- [Activity]:
All the entries that follow must be written out again exactly.

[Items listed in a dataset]

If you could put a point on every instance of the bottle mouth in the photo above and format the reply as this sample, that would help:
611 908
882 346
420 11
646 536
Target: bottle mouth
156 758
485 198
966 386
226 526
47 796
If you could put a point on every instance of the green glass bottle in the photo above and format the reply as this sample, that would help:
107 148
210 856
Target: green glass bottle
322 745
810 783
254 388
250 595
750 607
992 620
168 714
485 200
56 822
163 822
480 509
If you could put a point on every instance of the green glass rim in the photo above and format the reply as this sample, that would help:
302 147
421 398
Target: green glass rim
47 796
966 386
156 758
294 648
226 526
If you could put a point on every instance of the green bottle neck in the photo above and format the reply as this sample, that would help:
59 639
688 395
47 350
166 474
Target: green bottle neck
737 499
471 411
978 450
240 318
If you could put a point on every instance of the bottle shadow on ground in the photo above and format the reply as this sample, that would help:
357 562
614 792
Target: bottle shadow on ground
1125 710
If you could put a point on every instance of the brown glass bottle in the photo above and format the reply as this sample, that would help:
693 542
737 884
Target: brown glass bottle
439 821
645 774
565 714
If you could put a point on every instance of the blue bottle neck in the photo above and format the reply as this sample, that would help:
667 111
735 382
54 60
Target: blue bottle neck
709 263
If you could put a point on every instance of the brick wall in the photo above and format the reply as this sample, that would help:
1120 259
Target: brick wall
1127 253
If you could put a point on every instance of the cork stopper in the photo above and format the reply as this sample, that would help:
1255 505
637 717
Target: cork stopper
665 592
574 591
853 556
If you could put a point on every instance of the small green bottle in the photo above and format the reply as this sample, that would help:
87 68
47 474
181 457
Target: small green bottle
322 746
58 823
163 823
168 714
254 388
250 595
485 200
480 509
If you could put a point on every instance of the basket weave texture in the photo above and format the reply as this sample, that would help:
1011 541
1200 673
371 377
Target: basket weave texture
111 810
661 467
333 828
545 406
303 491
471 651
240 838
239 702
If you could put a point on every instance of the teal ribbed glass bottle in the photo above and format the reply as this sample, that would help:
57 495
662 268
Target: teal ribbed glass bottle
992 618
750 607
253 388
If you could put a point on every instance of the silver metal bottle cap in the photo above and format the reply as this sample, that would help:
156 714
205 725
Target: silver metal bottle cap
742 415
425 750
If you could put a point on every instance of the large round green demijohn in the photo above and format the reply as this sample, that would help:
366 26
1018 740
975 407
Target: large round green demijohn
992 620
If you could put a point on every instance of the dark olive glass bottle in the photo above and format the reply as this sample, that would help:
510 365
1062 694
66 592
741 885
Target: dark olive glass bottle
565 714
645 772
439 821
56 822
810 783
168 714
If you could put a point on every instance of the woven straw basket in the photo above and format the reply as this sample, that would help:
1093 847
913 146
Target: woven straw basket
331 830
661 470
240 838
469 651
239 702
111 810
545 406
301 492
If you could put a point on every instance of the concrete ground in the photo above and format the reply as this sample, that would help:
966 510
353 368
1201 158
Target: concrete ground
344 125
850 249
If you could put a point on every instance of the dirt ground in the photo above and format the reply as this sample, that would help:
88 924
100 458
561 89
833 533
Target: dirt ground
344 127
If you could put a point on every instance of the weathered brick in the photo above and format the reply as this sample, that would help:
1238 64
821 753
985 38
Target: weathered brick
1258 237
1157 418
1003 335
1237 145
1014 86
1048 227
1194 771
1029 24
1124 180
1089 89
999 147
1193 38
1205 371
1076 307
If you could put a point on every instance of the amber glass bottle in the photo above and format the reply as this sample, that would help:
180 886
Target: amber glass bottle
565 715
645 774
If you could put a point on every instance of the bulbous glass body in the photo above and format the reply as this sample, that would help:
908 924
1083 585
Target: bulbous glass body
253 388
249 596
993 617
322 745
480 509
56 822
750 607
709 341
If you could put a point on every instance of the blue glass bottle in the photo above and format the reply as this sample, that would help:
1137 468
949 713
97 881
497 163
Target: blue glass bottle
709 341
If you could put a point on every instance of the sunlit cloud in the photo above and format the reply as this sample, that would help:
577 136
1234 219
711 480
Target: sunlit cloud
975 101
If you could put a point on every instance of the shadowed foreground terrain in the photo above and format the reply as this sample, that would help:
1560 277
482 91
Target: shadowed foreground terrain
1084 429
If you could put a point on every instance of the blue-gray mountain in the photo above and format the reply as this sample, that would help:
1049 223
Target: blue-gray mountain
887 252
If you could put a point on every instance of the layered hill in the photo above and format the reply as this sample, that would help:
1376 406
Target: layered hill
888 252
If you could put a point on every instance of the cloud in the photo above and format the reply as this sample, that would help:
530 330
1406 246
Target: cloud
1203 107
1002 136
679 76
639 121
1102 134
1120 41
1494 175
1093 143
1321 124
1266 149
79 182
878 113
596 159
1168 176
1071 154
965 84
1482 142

- [Output for this exercise]:
If you could put a point on every instance of the bottle mouth in the photo above and format the reply as this sample, that would help:
611 908
882 346
420 11
646 536
Target: bottle mouth
156 758
485 198
966 386
226 526
47 796
If you could put a point on every instance of the green glass bottle in the photo above and format the reply as this sample, that would help:
107 148
210 856
Target: green glass bottle
322 745
810 783
254 388
250 595
750 607
992 620
168 714
485 200
56 822
163 822
480 509
If you could put a point on every instance of the green glass rim in the photo above and format the reply as this sample, that would help:
302 147
421 398
Target: green glass rim
47 796
966 386
156 758
294 648
226 526
If you could put a point on every instance of the green bottle neck in the photo above and format the reply as this sample, that would help:
59 639
688 395
47 350
166 474
Target: green bottle neck
737 499
471 411
978 450
240 318
If you could put a point on every instance of the bottle shadow on ground in the photo above and format the reply as this sample, that would help:
357 562
614 792
Target: bottle shadow on ground
1125 710
If you could put a point on every instance of the brown glass bottle in the photo above and format the reply as this sample, that would help:
693 542
737 884
Target: brown glass bottle
439 821
645 774
565 714
If you could put a point on every instance of the blue bottle neck in the photo above and format the reply as this sample, that would help:
667 111
735 382
54 60
Target: blue bottle neck
709 263
If you could put a point on every instance of the brick wall in the photo above and format the reply as this sample, that would help:
1120 259
Target: brick wall
1127 253
If you could put a point on every instance of the cork stopper in the photo above and format the reply as this sample, that would help:
1255 505
637 717
Target: cork stopper
665 592
574 591
853 556
If you could put a point on every instance of the small green bottle in the photo above and format the reply as this sample, that would help:
87 68
47 474
181 457
Target: small green bottle
322 746
58 823
163 823
168 714
254 388
250 595
485 200
480 509
If you could put a point on every instance of the basket weave texture in the photo above and format the reply as this sample, that would help:
1011 541
1200 673
371 377
Target: basket weave texture
111 810
661 467
333 828
545 406
303 491
471 651
240 838
239 702
If you could put a point on every instance of the teal ribbed glass bottle in the photo above and format the reply as this sample, that would help:
57 495
662 268
Target: teal ribbed glass bottle
992 618
750 607
253 388
If you could put a point on every instance of the silver metal bottle cap in the photo above and format the reply as this sample, that would help:
156 714
205 725
Target: silver metal bottle cap
742 415
425 750
If you could put a point on every instance of the large round green demijohn in the photo above and format the reply as this sample, that would help:
366 26
1018 740
975 407
Target: large round green demijohn
992 620
If you could put a point on every instance of the dark olive glass bottle in the photo above and format the reply as this sample, that would help:
510 365
1062 694
66 592
741 885
Target: dark olive glass bottle
565 714
645 772
439 821
56 822
810 783
168 714
If you could put a point on every instance of the woven straw basket in the photo above and format the reply as this sample, that would help:
1093 847
913 146
Target: woven straw basket
331 830
661 470
240 838
469 651
239 702
111 810
545 406
301 492
If you could put a point on every instance of the concrete ground in the photo above and format the reply as this sample, that would help:
966 510
353 368
1201 158
Target: concrete ground
344 125
850 249
If you could put a point on every instance of the dirt ground in the photo above and format the reply as this sample, that would help:
88 924
100 458
561 89
833 533
Target: dirt ground
344 127
If you could put a point on every instance of the weathered brick in the photo above and format the reply as this sample, that would help:
1238 64
821 753
985 38
Target: weathered brick
1258 237
1157 418
1003 335
1237 145
1014 86
1048 227
1194 771
1029 24
1124 180
1089 89
999 147
1193 38
1205 371
1076 307
If you could put a point on every instance of the amber glass bottle in the photo above and format the reply as this sample, that would help:
180 886
Target: amber glass bottle
565 715
645 774
If you could put a point on every instance of the bulbous glass body in the photo above and format the reply as this sample, that would help:
908 924
1083 585
Target: bulbous glass body
253 388
249 596
993 617
322 745
480 509
56 822
750 607
709 341
If you could put a point on every instance of the blue glass bottle in the photo above and format the reply as this sample, that would help:
1137 468
949 713
97 881
497 163
Target: blue glass bottle
709 341
If you could put a point on every instance of the sunlit cloud in the photo above and format the reply as this sample, that would help:
577 136
1234 219
711 480
Target: sunlit cloud
975 101
If you could put a point on every instance of the shadowed foreground terrain in the photo above and format the reply as this sample, that would help:
1560 277
482 91
Target: shadowed foreground terrain
1084 429
If you could put a point on every instance of the blue-gray mountain in the photo above and format the reply as this sample, that would help:
1049 223
Target: blue-gray mountain
887 252
If you could put a point on every instance of the layered hill in the photo above and format the reply as this sample, that would help:
1376 406
Target: layered hill
888 252
If you could put a point on every instance of the cloud in the photo above and format the reply as this sample, that would help:
530 330
1406 246
Target: cloud
1203 107
1002 136
679 76
639 121
1102 134
1120 41
1494 175
1093 143
1321 124
1266 149
79 182
878 113
596 159
1168 176
1071 154
965 84
1482 142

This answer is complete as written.